*PROBLEM REQUIREMENTS*
Please give back, exactly as written, only the line containing "hey so can you spot the glass jar" and every line after it until the data below ends.

[Records from a dataset]
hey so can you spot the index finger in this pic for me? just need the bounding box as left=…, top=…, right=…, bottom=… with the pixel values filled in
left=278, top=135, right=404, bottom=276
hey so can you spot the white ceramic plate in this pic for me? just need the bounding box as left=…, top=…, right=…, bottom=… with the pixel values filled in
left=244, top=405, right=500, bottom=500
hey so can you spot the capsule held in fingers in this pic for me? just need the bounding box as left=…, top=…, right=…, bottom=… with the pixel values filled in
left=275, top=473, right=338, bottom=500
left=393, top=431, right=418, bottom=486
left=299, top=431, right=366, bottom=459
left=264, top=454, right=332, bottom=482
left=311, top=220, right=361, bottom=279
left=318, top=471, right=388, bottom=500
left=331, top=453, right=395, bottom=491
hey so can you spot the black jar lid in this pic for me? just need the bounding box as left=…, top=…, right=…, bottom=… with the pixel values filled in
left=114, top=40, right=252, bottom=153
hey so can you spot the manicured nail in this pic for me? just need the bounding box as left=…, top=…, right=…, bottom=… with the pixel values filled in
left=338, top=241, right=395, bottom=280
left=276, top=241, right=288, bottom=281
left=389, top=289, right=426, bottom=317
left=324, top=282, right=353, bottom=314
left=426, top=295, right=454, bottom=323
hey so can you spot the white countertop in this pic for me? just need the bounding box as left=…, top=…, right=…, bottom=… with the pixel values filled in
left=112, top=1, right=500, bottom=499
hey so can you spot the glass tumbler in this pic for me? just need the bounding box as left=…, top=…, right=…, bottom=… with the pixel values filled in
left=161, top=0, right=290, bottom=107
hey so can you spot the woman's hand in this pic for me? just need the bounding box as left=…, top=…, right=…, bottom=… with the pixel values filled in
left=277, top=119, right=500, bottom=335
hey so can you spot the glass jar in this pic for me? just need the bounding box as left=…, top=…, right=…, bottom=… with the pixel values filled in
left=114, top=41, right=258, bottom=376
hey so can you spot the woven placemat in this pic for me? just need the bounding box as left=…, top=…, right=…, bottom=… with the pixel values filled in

*WRITTEN ANSWER*
hey so can you spot the glass jar in this pic for me? just need the bounding box as left=…, top=…, right=…, bottom=… with the pixel values filled in
left=114, top=41, right=258, bottom=376
hey so can you spot the woven placemat in this pic for me? just need the bounding box as left=…, top=…, right=…, bottom=… with the pixel values filled in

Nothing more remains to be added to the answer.